[start of Passage to read]

Beijing’s municipal government also plans to promote government subsidized housing, especially the affordable rentals this year, according to the report.

Most cities have connected home prices with their economic and income growth rates, Bloomberg, an international news wire service, reported.

Shenzhen and Guangzhou in southern Guangdong province announced that new home prices in their cities will be restrained at a pace lower than local economic and average disposable income growth rates, the 21st Century Business Herald in China reported, citing statements by government officials.

Year-on-year prices for new homes in Shenzhen and Guangzhou are expected to increase about 11 percent, the newspaper estimated.

Officials in the northwestern city of Xi’an said home prices will be capped at 15 percent this year, and Lanzhou, the capital city of Guansu province, set a 9 percent price ceiling, the report stated.

[end of Passage to read]

> **Brief A**: According to the passage on home price limits in Chinese cities, what cap did officials in Xi'an set on home prices for this year?
> **Brief B**: Write the next few sentences of the passage on home price limits in Chinese cities, picking up after its final sentence.
The material that comes after this has no connection to the passage on home prices.

[start of Given data]

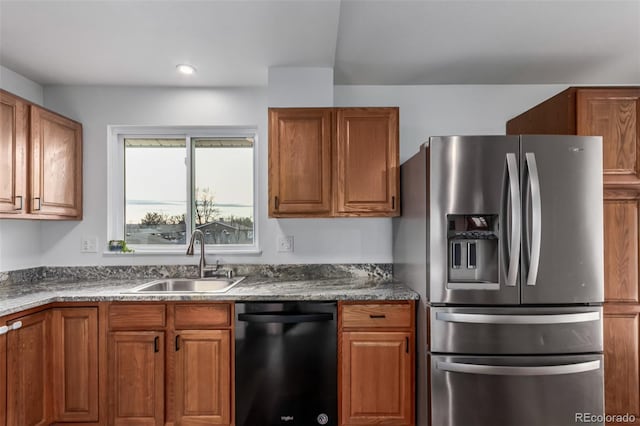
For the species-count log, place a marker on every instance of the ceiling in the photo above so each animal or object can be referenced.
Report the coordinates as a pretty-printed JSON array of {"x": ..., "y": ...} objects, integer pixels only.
[{"x": 234, "y": 42}]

[end of Given data]

> **Written response A**: 15 percent

> **Written response B**:
Shanghai is also on board,

The Shanghai municipal government announced on Monday evening its target for controlling the growth rate of city housing prices this year, becoming the first among first-tier cities to make that commitment. Experts said the goal is attainable.

The city intends to keep the rate of price increases in newly built homes in 2011 lower than the growth rate of the city’s gross domestic product (GDP) and per capita annual income of urban and rural households. Meanwhile, the total area of completed government-subsidized properties should exceed that of commercial properties, a notice on the city’s website said.

The notice comes amid calls from the central government to cool overheated property markets across the nation. The State Council launched a series of tightening measures on Jan 26 to contain housing-price increases, including raising the down payment for second-home buyers to 60 percent of the full price, from 50 percent, and requiring all local authorities to set their annual home-price-control targets by the end of March.

However, as of late Monday, only 69 of the more than 600 cities across the nation had announced their plans, according to Oriental Morning Post report.

In January, Shanghai forecast its GDP will expand by 8 percent in 2011 and its per capita annual income of urban and rural households will maintain a similar pace.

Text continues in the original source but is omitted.